=== Begin Enclosure ===
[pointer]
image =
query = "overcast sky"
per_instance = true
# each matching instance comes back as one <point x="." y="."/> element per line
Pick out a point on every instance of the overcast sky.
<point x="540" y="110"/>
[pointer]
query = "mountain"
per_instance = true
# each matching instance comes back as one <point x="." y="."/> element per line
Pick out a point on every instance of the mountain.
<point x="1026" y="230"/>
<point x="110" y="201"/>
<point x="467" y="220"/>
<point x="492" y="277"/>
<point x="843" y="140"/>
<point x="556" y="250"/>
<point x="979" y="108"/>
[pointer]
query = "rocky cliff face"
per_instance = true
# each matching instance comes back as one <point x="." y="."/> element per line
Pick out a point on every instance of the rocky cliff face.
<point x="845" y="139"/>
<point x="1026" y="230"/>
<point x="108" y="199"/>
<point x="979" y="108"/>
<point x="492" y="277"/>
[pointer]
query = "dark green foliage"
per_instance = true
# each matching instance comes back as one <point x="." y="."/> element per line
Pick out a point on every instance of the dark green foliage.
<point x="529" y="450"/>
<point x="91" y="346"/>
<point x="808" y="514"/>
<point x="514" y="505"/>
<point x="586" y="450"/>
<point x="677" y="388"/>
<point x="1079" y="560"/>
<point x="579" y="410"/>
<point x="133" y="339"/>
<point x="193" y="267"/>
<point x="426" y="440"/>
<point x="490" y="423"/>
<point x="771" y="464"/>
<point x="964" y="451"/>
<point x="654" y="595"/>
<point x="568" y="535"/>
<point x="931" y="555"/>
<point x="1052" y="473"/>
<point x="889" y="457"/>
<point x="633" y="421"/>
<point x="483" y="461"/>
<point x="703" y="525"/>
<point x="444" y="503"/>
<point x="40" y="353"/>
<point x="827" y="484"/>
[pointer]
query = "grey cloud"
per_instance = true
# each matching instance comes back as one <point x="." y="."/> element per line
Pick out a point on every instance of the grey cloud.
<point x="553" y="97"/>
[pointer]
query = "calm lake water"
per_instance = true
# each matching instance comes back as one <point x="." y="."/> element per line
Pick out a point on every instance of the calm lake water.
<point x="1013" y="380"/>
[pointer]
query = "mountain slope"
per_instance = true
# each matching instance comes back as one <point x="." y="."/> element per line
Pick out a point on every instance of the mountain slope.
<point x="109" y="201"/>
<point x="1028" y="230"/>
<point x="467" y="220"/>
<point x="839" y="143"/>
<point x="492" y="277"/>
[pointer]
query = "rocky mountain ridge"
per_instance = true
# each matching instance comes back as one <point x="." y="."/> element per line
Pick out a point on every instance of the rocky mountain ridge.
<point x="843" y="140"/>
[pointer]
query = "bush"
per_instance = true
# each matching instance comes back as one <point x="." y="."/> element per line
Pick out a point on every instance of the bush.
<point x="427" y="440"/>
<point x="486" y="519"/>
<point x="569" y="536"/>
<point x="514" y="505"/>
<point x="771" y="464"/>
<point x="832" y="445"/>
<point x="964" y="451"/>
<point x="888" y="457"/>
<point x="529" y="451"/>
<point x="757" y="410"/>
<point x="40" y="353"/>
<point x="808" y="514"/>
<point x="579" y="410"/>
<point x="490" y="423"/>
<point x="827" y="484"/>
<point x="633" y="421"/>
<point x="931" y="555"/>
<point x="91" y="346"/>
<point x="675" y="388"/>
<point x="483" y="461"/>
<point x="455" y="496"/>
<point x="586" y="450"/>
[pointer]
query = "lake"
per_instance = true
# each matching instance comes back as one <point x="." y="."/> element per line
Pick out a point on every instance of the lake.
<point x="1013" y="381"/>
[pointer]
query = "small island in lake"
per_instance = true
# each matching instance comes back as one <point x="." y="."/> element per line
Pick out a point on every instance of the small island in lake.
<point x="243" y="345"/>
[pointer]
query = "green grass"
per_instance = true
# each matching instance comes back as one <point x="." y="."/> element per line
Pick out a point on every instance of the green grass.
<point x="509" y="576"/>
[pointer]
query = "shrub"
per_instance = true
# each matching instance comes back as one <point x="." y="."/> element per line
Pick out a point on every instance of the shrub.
=== End Enclosure ===
-- Action item --
Copy all the lines from the data above that hold the word "shrub".

-- Solution to this exercise --
query = "shrub"
Pick out a point on every instance of the shrub.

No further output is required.